What needs to be done
Transcribe exactly everything in the data below from the line containing "Target: limestone cliff face" down to the line containing "Target: blue sky", both lines included and nothing further.
--------------------------------------------------
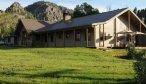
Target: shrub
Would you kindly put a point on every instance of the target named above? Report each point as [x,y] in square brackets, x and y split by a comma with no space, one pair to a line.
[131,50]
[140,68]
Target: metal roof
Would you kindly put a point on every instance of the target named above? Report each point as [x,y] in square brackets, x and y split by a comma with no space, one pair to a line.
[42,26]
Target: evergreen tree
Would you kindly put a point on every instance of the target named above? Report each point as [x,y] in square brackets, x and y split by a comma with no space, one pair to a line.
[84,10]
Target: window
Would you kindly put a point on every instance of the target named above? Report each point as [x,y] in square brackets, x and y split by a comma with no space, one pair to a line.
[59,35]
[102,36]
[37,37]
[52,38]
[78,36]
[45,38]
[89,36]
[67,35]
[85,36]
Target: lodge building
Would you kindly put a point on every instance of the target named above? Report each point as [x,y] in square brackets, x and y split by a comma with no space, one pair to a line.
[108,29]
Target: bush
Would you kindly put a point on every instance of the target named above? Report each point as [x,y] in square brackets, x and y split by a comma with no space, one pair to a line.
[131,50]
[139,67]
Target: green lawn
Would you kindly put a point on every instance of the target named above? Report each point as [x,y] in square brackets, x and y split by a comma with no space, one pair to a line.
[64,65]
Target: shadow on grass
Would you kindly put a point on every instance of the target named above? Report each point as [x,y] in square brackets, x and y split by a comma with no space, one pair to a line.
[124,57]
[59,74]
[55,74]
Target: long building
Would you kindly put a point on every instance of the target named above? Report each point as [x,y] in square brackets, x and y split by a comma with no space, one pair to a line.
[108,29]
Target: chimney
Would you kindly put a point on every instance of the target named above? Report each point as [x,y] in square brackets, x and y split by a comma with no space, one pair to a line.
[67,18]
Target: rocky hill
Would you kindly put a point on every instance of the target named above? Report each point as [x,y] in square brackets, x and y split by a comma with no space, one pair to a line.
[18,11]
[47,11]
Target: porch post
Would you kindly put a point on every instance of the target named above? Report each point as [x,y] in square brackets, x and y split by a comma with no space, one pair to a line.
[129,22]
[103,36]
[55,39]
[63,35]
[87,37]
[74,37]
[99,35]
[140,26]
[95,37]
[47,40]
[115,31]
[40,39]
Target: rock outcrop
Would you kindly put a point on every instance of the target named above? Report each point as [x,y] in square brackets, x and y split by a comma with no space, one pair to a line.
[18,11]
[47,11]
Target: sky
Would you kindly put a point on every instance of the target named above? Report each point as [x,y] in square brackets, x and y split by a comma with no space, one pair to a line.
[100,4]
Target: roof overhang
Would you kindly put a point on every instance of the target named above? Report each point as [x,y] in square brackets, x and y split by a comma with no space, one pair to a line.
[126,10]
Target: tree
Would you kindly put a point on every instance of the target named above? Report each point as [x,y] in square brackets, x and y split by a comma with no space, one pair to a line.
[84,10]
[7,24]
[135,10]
--------------------------------------------------
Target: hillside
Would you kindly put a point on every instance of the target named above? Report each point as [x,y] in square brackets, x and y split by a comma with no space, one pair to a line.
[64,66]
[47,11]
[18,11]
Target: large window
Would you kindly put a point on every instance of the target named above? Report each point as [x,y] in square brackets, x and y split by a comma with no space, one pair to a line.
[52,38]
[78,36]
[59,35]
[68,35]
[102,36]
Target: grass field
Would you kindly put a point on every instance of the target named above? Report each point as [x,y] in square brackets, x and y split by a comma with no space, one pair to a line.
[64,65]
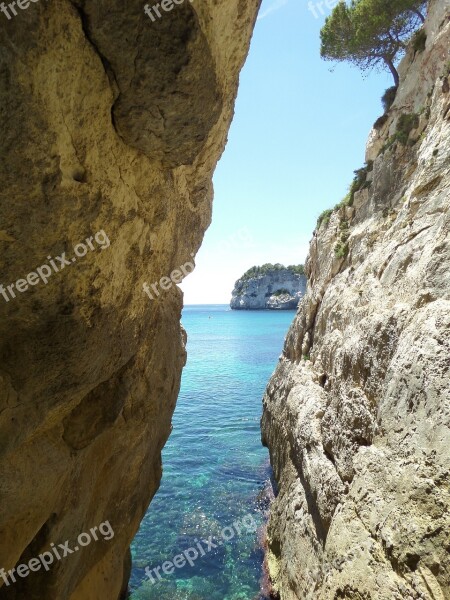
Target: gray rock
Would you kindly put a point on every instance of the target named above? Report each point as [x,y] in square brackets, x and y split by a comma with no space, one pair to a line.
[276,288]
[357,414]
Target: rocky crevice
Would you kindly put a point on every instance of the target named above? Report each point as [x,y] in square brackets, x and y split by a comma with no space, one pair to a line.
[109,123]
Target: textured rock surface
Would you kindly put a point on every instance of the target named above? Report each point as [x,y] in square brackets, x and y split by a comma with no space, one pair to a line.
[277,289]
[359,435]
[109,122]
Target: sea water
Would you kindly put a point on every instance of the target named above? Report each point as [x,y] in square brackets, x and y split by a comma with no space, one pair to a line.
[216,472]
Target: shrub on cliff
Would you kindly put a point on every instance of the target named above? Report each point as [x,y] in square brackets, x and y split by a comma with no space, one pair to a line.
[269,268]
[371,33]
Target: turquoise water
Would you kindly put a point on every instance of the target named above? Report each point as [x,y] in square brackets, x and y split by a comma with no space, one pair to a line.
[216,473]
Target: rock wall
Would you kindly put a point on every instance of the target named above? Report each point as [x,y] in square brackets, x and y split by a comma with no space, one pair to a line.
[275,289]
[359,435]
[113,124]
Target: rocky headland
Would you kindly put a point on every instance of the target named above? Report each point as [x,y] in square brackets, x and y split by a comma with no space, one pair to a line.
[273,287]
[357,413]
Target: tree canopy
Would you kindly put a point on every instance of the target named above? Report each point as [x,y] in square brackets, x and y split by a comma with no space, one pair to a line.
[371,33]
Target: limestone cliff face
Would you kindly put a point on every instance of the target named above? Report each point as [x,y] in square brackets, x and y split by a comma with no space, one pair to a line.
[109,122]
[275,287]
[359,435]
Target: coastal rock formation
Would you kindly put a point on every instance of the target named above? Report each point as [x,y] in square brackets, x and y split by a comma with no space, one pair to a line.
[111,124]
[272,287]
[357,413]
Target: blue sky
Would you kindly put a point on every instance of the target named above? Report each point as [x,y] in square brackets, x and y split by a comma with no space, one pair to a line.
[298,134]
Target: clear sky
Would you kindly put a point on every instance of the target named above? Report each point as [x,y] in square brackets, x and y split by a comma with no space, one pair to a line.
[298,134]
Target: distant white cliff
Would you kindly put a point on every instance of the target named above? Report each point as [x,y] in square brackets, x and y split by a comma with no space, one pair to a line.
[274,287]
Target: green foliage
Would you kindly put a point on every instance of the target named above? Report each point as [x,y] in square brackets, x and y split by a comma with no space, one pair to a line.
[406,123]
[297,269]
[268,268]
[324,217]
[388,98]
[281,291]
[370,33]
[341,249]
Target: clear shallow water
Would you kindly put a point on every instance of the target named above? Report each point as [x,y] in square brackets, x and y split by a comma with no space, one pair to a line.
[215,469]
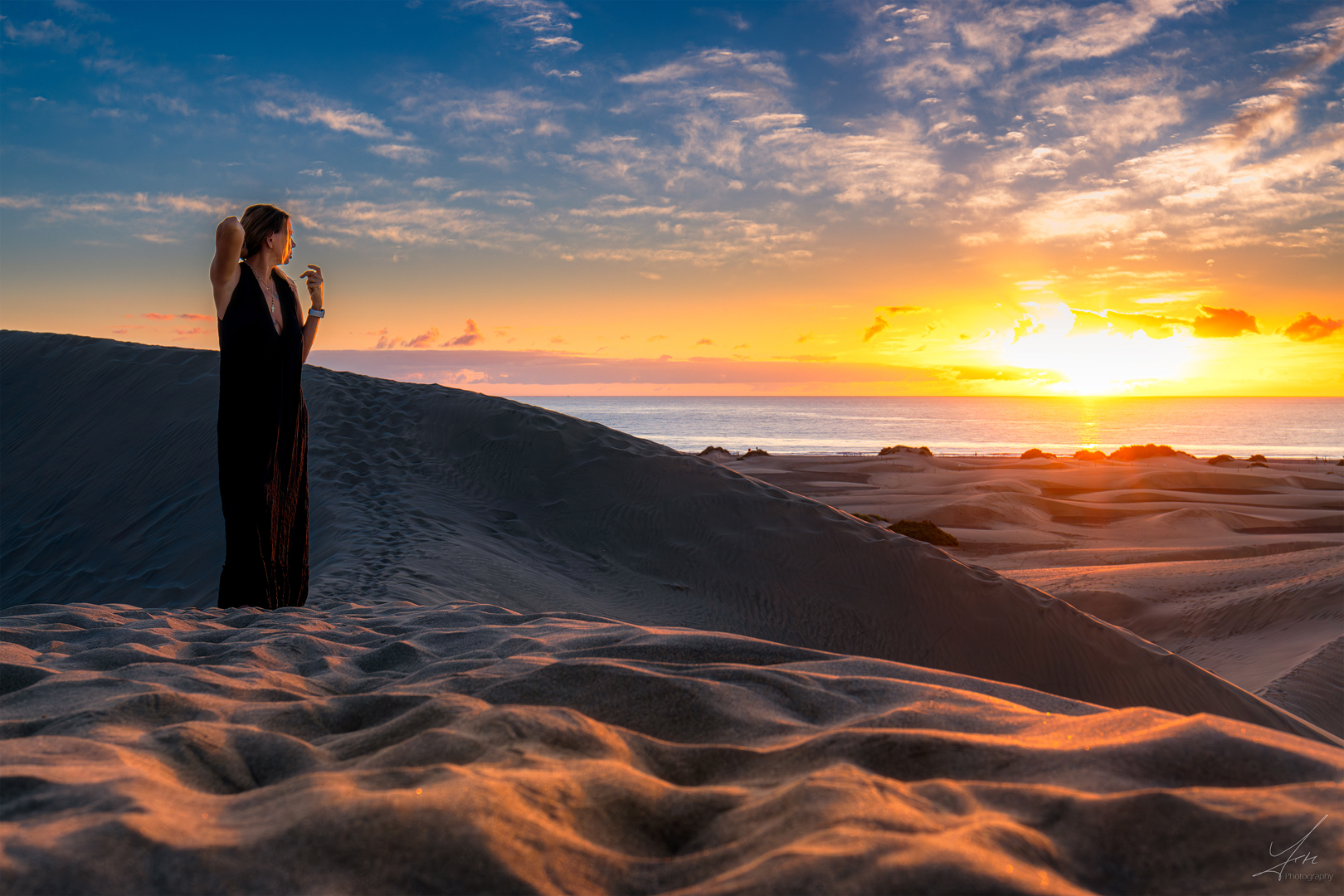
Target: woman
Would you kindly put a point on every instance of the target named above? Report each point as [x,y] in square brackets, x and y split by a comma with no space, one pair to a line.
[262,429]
--------------------------------------------------
Task answer
Target: limestone cliff face
Would you kindly put a point on every instance of the target named above? Report each point as [x,y] in square brackets, x and y split by a comma with no space, one pair to a line.
[109,122]
[275,287]
[359,435]
Target: coastal rock formation
Would you kindly put a point on every instance of the target named above? Report each point as [x,y] in square brackets, x and y split by a comma with no space, one pair to a line.
[111,124]
[272,287]
[357,413]
Target: blue sky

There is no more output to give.